[Supplied records]:
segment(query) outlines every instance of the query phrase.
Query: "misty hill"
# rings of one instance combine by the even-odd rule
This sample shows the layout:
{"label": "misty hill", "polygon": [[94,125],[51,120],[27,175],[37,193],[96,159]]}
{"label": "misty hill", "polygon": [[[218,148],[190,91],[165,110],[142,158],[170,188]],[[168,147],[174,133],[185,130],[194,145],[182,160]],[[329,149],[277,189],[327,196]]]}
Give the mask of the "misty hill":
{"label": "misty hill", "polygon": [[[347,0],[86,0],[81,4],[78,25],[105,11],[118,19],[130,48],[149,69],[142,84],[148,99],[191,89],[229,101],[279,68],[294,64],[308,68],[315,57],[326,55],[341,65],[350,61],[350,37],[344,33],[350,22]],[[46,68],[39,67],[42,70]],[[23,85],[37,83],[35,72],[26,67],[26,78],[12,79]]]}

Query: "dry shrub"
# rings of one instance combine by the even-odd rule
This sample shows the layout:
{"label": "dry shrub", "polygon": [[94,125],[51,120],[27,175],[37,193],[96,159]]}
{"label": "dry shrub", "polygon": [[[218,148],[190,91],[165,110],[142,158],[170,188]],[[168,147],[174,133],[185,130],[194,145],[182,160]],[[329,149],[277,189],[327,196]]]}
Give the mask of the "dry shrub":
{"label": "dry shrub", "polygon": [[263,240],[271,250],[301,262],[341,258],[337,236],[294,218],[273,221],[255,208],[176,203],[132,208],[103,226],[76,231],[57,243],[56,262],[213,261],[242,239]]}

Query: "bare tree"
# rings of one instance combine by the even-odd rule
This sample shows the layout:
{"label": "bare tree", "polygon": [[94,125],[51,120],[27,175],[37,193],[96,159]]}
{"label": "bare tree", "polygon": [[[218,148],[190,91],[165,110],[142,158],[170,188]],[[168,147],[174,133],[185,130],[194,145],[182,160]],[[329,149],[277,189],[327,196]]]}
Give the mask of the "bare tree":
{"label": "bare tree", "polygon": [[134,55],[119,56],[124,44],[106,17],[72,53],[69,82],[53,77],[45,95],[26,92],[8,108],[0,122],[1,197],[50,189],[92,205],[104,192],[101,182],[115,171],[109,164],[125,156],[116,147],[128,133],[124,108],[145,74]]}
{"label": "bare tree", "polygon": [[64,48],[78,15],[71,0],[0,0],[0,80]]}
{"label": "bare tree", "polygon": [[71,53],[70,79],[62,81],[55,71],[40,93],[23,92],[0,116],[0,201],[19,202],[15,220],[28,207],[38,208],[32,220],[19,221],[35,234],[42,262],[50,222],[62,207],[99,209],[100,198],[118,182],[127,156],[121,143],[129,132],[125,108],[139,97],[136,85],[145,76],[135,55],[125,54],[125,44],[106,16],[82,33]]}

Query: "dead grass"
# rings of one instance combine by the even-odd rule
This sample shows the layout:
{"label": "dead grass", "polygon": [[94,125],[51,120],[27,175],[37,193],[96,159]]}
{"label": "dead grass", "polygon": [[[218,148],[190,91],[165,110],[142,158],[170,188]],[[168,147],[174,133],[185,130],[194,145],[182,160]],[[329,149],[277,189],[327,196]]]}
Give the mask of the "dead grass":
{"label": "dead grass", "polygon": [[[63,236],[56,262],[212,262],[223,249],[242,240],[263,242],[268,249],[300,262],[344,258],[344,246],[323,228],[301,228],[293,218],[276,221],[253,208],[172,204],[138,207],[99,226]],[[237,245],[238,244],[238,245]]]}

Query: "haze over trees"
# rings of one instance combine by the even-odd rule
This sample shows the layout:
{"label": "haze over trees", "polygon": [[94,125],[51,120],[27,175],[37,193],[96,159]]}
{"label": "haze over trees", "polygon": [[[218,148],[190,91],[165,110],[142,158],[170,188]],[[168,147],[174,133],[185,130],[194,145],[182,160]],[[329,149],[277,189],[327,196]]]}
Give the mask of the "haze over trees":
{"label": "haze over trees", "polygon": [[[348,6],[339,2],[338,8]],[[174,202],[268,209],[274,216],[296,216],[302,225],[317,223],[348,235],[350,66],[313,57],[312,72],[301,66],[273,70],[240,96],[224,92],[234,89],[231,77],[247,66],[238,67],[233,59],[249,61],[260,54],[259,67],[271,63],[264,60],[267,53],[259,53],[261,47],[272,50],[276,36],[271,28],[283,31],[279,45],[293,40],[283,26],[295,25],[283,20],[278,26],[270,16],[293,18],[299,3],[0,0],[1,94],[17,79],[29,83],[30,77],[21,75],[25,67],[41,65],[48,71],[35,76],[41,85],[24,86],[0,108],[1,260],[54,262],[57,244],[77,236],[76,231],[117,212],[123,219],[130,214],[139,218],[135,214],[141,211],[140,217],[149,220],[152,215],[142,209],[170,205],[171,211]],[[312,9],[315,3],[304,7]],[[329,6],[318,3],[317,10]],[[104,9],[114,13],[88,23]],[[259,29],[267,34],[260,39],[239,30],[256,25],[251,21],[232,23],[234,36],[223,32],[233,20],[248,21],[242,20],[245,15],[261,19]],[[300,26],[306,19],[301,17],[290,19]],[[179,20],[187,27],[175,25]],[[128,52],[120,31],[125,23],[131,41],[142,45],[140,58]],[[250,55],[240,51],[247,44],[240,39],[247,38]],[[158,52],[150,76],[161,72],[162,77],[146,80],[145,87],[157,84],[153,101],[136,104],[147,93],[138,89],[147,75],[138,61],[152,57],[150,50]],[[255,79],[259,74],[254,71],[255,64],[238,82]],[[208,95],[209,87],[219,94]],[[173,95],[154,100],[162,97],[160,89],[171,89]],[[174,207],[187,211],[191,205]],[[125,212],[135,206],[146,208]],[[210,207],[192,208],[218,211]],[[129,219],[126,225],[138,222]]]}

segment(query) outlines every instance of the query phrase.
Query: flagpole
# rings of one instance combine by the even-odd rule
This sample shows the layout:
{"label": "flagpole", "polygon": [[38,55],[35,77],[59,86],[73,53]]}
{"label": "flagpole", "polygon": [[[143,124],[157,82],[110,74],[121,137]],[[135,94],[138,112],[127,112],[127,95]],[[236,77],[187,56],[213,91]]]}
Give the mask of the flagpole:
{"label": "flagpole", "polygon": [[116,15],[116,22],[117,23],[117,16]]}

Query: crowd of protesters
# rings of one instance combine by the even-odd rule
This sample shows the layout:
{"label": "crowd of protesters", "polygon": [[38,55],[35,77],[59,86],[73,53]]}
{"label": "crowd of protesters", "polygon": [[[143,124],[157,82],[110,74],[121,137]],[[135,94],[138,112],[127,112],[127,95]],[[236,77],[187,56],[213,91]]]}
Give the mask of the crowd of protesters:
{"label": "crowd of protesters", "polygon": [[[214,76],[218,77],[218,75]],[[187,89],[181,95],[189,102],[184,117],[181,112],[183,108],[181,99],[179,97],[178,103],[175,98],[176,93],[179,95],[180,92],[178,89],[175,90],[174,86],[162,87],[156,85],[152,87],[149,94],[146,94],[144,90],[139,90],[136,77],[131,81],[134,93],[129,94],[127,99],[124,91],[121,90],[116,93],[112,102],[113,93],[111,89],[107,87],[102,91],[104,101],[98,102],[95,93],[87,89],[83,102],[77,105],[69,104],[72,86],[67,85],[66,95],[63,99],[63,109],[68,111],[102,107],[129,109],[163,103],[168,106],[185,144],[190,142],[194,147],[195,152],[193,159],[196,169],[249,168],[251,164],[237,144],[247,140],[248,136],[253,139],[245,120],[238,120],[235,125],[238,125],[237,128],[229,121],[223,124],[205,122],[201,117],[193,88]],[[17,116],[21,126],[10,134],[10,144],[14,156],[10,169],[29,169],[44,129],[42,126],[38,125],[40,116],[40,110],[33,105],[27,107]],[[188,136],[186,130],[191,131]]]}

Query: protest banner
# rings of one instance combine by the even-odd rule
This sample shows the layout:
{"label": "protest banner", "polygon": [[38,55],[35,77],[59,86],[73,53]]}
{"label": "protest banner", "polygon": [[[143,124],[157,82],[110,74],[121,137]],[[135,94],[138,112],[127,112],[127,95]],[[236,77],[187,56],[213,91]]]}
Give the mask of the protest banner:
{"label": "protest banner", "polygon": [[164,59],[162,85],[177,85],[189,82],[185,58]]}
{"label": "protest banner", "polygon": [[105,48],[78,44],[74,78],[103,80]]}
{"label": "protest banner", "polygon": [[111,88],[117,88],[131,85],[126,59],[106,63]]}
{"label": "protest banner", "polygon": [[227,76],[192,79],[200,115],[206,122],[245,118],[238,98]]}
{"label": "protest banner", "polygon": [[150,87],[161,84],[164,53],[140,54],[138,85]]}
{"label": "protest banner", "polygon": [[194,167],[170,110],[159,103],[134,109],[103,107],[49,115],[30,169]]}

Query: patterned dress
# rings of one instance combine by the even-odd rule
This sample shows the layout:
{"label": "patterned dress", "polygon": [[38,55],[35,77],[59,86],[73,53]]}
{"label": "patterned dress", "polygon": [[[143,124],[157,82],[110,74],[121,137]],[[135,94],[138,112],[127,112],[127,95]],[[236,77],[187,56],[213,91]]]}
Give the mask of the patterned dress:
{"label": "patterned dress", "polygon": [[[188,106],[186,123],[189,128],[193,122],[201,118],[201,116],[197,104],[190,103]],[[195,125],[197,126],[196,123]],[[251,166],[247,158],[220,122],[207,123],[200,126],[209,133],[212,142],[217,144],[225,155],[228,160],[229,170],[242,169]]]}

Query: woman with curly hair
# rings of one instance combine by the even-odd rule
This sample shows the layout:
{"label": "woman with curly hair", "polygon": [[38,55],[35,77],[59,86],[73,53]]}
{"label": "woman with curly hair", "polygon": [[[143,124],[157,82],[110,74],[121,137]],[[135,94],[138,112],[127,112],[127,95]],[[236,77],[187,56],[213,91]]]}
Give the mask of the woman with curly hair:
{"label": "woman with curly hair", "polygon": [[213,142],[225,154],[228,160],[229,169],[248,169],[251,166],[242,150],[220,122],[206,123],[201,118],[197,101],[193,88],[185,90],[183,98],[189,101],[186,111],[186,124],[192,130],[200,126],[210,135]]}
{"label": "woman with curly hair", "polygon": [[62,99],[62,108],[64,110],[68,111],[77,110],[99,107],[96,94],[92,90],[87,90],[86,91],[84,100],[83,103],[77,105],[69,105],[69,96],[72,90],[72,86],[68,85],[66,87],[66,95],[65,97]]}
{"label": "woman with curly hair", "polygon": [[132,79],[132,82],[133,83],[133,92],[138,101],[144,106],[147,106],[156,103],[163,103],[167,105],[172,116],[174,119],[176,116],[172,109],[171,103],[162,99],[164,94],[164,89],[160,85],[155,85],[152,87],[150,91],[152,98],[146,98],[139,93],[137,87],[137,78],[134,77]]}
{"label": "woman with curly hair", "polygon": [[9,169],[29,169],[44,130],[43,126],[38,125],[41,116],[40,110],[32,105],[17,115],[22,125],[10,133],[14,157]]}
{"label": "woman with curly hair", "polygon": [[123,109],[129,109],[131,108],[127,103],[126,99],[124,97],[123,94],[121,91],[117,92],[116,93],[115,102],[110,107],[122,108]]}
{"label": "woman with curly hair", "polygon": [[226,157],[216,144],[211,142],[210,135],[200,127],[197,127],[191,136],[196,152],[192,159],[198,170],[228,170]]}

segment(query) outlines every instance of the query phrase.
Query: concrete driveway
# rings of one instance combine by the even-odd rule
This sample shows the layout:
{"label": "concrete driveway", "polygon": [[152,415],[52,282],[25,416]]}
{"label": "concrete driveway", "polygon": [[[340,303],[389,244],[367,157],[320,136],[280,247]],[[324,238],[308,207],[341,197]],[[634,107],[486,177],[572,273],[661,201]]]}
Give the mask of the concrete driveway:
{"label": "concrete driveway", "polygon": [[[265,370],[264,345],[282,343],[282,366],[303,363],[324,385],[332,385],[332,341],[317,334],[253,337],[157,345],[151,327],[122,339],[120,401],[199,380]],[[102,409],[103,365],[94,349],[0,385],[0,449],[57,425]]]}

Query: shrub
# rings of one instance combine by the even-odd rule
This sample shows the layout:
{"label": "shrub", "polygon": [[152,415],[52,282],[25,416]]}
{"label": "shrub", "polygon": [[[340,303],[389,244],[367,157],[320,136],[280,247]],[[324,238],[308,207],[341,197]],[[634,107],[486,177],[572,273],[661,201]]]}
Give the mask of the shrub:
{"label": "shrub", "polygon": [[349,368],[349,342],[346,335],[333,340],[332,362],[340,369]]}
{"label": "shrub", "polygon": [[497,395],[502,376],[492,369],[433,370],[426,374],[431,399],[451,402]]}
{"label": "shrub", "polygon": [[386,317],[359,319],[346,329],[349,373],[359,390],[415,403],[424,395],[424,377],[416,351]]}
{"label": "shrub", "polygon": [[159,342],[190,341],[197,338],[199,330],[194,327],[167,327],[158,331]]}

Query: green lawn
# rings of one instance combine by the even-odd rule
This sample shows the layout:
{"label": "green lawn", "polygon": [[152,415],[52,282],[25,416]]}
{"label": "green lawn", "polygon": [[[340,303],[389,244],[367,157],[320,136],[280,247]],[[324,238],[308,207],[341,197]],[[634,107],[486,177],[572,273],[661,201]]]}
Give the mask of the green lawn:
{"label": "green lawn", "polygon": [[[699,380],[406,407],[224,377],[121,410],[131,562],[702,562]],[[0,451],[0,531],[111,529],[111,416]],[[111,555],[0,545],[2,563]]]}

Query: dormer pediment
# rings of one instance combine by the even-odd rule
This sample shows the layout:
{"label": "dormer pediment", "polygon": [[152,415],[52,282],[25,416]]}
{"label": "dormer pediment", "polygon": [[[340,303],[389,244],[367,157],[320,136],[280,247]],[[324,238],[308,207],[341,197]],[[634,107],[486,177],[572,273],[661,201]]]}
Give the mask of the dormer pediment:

[Aim]: Copy exactly the lines from the one containing "Query: shrub" through the last line of the records, both included, and nothing else.

[Final result]:
Query: shrub
# rings of one instance combine by the even-odd rule
This sample shows the layout:
{"label": "shrub", "polygon": [[152,415],[52,282],[25,416]]}
{"label": "shrub", "polygon": [[[340,303],[389,244],[367,157],[320,136],[280,247]],[[324,238],[308,207],[341,197]],[[634,107],[486,177],[572,273],[661,201]]]}
Give the mask of the shrub:
{"label": "shrub", "polygon": [[349,368],[349,342],[346,335],[333,340],[332,362],[340,369]]}
{"label": "shrub", "polygon": [[497,395],[502,376],[492,369],[433,370],[426,374],[431,399],[451,402]]}
{"label": "shrub", "polygon": [[386,317],[359,319],[346,329],[349,373],[359,390],[415,403],[424,395],[424,377],[416,351]]}
{"label": "shrub", "polygon": [[159,342],[190,341],[197,338],[199,330],[194,327],[167,327],[158,331]]}

Query: green lawn
# rings of one instance combine by the even-odd rule
This sample shows the layout:
{"label": "green lawn", "polygon": [[152,415],[52,282],[25,416]]}
{"label": "green lawn", "polygon": [[[340,303],[389,244],[367,157],[320,136],[280,247]],[[324,238],[308,207],[341,197]],[[634,107],[486,177],[572,273],[661,201]]]}
Give the mask of the green lawn:
{"label": "green lawn", "polygon": [[[699,380],[406,407],[224,377],[121,410],[131,562],[702,562]],[[0,451],[0,531],[111,529],[111,416]],[[111,555],[0,545],[2,563]]]}

Query: dormer pediment
# rings of one instance combine by the even-odd rule
This sample shows the layout:
{"label": "dormer pediment", "polygon": [[152,415],[52,282],[25,416]]}
{"label": "dormer pediment", "polygon": [[[340,303],[389,244],[367,157],[320,136],[280,247]],[[324,238],[308,207],[341,197]],[[634,107],[486,177],[572,273],[661,201]]]}
Give the mask of the dormer pediment:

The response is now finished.